- _SET EXERCISE_:
Extract every line of the material below that contains the word "overcast".

- _ENTRIES SUPPLIED_:
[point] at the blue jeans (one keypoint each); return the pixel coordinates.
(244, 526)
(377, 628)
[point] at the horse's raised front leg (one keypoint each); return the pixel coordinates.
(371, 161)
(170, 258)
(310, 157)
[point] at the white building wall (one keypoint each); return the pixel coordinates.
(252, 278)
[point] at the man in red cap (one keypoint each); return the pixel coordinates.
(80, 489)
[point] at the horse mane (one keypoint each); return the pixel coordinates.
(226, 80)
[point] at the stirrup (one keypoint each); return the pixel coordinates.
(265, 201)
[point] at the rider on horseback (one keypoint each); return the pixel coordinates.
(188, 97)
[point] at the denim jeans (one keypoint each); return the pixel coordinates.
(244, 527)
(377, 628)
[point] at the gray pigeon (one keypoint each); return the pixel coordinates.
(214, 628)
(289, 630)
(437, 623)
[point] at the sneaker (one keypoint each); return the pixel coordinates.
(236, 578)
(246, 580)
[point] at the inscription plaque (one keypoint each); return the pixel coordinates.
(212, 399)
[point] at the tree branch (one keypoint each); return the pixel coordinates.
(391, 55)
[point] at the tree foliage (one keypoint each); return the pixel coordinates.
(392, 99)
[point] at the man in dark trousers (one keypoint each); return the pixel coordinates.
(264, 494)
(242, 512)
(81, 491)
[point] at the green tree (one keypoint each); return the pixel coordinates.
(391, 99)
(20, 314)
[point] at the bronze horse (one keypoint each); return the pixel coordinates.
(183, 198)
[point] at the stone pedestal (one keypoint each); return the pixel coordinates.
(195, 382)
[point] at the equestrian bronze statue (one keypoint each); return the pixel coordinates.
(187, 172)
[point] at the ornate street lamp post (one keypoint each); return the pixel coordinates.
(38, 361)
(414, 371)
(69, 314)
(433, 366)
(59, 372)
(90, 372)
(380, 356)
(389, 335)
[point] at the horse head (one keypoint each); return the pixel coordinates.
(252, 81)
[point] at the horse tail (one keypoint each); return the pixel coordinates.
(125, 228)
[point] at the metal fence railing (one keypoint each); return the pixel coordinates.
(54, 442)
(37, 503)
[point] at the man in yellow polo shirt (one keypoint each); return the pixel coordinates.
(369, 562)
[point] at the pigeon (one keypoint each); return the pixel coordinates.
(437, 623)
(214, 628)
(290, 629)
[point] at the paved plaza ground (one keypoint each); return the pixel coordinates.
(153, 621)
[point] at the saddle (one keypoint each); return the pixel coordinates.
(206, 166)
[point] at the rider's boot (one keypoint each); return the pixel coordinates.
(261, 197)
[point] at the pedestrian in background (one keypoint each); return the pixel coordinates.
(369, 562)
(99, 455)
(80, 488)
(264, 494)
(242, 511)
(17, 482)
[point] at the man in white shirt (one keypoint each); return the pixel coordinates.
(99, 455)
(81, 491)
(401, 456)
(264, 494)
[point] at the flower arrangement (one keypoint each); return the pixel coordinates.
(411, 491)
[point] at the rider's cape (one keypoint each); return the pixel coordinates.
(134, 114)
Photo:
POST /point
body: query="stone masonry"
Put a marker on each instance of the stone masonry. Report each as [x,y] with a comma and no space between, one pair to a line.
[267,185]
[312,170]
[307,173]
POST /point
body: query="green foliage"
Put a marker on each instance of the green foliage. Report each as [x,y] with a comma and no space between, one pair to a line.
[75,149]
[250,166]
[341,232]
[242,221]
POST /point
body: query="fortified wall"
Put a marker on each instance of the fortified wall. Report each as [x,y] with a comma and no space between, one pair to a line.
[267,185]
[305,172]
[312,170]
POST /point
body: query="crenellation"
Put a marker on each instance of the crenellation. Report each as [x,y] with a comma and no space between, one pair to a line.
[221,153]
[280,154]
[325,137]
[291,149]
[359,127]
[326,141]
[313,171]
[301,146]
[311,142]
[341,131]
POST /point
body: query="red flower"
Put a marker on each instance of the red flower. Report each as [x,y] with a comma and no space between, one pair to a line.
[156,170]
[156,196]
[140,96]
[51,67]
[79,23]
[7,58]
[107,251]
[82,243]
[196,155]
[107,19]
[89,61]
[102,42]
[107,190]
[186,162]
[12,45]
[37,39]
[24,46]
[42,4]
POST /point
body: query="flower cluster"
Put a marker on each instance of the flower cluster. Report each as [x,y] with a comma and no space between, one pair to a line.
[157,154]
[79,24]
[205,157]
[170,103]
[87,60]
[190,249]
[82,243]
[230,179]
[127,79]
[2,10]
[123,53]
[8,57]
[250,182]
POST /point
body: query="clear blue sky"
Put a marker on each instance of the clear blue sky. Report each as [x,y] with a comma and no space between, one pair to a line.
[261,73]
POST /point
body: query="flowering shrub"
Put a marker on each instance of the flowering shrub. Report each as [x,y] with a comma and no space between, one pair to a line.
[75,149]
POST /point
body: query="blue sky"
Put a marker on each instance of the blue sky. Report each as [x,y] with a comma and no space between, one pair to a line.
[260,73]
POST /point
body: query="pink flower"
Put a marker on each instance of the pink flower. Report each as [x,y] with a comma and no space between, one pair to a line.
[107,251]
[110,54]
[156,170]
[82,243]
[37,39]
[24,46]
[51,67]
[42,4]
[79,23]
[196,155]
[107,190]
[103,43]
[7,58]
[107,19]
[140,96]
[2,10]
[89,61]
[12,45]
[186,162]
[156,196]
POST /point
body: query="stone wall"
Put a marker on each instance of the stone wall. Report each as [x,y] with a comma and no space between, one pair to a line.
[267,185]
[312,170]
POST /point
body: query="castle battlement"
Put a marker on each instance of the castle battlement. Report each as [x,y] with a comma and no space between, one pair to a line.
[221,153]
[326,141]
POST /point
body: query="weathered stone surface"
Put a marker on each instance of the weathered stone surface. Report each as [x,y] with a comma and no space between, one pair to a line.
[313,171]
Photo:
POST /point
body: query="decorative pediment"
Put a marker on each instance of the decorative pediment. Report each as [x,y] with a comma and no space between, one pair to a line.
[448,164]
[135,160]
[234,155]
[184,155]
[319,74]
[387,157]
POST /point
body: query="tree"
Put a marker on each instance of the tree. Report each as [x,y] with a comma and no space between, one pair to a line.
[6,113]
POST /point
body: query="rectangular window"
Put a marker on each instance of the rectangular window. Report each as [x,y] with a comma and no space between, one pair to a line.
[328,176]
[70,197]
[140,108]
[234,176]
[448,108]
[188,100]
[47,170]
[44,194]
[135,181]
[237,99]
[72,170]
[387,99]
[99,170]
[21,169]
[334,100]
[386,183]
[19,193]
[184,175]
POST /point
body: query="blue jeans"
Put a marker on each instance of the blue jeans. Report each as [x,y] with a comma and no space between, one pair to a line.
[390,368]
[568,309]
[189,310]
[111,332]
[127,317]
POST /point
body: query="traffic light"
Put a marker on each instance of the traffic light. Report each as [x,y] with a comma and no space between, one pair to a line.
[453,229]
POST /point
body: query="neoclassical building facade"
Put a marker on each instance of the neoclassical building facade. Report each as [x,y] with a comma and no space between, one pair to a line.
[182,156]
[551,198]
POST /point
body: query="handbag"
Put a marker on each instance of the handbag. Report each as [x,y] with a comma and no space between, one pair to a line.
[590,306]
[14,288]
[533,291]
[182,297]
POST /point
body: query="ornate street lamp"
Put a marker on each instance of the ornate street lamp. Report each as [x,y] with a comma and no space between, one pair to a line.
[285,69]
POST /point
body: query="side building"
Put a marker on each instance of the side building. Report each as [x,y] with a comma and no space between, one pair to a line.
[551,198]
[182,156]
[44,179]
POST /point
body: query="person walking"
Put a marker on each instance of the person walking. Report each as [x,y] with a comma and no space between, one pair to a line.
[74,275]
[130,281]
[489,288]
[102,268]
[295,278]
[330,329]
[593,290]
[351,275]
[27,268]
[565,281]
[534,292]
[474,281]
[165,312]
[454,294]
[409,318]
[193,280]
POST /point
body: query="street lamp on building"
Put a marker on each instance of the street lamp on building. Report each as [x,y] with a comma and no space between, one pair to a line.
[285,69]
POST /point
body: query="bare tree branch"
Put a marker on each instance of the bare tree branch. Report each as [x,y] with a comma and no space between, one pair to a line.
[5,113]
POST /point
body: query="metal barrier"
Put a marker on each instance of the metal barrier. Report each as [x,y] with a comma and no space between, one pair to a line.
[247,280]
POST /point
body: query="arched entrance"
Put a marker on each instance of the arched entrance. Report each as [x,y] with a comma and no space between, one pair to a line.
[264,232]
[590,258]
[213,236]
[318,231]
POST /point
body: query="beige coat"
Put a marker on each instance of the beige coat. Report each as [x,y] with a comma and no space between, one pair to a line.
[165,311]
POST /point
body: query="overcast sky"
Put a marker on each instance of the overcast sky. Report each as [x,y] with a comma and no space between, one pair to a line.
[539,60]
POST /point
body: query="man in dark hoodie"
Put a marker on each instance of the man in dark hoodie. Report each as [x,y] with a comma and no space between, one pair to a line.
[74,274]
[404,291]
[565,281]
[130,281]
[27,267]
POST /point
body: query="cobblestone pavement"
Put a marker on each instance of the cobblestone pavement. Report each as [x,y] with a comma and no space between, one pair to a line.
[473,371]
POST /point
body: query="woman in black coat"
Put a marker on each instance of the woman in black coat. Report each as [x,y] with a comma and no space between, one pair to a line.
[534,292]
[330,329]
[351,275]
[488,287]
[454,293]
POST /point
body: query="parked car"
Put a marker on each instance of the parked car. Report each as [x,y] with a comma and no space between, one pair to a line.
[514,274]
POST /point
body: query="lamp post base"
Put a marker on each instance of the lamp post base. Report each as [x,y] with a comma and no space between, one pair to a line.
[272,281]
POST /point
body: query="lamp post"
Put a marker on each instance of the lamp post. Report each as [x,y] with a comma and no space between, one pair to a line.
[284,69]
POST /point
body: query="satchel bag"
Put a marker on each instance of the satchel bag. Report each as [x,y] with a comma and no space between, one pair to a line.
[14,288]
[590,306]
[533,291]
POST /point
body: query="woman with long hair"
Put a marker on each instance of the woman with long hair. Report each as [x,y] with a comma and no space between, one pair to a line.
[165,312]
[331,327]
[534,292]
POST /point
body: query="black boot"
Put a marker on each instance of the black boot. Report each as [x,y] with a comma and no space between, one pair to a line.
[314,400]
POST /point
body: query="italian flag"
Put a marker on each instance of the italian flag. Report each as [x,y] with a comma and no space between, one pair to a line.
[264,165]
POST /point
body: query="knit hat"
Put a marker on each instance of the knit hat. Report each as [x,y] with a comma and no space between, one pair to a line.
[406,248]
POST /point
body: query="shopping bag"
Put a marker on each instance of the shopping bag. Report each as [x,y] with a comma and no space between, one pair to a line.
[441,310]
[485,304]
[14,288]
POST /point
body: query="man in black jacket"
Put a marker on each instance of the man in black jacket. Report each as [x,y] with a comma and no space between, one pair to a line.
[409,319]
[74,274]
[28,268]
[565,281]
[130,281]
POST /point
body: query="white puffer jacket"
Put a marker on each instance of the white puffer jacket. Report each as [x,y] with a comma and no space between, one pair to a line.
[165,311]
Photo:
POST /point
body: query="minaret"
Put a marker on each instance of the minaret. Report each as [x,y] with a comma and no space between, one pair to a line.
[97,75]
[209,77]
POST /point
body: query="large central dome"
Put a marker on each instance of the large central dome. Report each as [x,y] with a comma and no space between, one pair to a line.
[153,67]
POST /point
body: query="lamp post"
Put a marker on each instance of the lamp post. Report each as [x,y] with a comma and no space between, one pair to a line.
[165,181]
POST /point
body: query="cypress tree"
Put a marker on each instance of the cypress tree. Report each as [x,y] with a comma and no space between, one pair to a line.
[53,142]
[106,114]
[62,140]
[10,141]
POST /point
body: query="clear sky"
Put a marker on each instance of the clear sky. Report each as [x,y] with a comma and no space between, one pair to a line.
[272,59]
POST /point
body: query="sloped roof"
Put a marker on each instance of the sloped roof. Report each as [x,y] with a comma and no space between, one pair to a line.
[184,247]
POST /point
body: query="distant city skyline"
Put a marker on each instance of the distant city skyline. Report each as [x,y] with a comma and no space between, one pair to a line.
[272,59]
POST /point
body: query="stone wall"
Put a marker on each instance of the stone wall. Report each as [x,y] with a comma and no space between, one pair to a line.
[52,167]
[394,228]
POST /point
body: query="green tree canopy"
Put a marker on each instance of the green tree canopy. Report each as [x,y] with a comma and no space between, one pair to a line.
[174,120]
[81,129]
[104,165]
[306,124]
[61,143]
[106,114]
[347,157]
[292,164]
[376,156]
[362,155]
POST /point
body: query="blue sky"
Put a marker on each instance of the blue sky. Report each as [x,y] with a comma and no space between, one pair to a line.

- _WRITTEN SOLUTION_:
body: query="overcast sky"
Put a marker on each instance of the overcast sky. Report each as [x,y] with a comma and no space between, one pair to a line.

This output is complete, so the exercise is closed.